Stored data entries
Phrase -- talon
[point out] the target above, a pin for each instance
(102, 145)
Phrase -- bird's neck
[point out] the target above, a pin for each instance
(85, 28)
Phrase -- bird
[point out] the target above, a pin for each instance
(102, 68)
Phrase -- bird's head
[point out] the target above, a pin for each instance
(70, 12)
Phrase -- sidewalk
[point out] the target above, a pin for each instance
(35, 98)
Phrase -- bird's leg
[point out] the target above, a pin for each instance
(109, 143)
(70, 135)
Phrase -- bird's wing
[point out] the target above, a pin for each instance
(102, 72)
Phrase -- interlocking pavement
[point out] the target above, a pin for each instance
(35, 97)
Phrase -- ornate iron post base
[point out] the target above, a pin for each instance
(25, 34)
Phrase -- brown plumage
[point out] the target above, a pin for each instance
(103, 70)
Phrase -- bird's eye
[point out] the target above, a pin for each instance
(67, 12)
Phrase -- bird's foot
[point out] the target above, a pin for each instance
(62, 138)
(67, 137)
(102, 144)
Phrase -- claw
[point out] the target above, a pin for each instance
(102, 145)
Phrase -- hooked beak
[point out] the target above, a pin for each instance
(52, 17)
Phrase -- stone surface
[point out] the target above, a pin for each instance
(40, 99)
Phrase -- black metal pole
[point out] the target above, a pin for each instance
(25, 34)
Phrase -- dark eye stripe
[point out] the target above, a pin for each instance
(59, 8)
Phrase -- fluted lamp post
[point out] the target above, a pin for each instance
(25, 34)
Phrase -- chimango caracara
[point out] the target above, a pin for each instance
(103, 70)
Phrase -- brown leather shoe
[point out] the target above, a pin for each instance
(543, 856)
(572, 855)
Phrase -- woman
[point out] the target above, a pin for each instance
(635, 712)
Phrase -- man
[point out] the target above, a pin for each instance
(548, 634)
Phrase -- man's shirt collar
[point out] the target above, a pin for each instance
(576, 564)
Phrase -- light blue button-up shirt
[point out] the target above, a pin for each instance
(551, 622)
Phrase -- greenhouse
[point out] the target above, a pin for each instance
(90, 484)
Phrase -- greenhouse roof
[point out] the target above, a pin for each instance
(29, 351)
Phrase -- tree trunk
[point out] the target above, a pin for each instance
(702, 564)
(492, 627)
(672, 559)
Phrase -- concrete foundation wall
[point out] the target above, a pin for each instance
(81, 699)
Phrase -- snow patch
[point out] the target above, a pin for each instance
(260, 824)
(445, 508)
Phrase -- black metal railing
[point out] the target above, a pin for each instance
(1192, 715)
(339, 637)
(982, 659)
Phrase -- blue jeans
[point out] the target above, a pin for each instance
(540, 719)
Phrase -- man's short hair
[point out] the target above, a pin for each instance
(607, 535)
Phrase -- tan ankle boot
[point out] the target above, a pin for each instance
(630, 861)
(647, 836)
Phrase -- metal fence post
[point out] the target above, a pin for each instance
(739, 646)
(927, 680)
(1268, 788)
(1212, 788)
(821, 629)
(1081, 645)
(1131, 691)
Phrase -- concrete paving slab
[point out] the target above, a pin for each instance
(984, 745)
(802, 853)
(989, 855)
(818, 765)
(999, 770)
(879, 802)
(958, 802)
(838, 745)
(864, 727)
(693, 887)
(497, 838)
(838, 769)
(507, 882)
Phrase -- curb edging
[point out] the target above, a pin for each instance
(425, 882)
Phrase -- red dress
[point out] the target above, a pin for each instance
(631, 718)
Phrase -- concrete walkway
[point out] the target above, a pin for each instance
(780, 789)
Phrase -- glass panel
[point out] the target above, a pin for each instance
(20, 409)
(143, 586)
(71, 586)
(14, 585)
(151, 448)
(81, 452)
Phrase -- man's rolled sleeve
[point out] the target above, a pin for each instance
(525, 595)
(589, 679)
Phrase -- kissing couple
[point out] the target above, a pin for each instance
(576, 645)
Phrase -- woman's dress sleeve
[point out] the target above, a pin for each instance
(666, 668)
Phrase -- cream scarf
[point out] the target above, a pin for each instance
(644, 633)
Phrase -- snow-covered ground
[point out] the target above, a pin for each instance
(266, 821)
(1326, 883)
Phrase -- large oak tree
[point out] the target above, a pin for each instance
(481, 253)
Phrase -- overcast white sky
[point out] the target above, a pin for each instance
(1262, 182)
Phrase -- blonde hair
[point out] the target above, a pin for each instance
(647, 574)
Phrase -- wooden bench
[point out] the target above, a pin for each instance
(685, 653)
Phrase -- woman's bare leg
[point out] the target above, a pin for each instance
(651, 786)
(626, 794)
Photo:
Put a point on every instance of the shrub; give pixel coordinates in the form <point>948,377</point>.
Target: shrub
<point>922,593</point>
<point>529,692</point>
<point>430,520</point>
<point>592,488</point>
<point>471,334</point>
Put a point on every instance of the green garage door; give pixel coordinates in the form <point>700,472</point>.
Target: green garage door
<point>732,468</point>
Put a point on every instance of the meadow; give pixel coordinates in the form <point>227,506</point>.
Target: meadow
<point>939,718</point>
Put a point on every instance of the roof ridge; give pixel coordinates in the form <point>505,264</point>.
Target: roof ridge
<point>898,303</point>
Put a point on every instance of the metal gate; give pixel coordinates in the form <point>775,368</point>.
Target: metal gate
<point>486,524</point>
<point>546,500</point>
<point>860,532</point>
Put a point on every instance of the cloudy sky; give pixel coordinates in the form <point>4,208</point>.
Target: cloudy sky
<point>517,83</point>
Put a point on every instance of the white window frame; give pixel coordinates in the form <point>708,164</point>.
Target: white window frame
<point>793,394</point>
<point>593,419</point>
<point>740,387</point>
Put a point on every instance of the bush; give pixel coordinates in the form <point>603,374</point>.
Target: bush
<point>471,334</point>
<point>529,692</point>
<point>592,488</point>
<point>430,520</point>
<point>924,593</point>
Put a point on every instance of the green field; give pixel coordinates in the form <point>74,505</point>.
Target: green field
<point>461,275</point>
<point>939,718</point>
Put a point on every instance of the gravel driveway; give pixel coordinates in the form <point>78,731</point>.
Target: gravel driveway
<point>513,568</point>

EXERCISE DETAILS:
I need each line of the entries that holds the string "post" located and copied.

RESULT FOR THIS TASK:
Phrase -- ornate iron post base
Phrase -- fluted lamp post
Phrase -- metal fence post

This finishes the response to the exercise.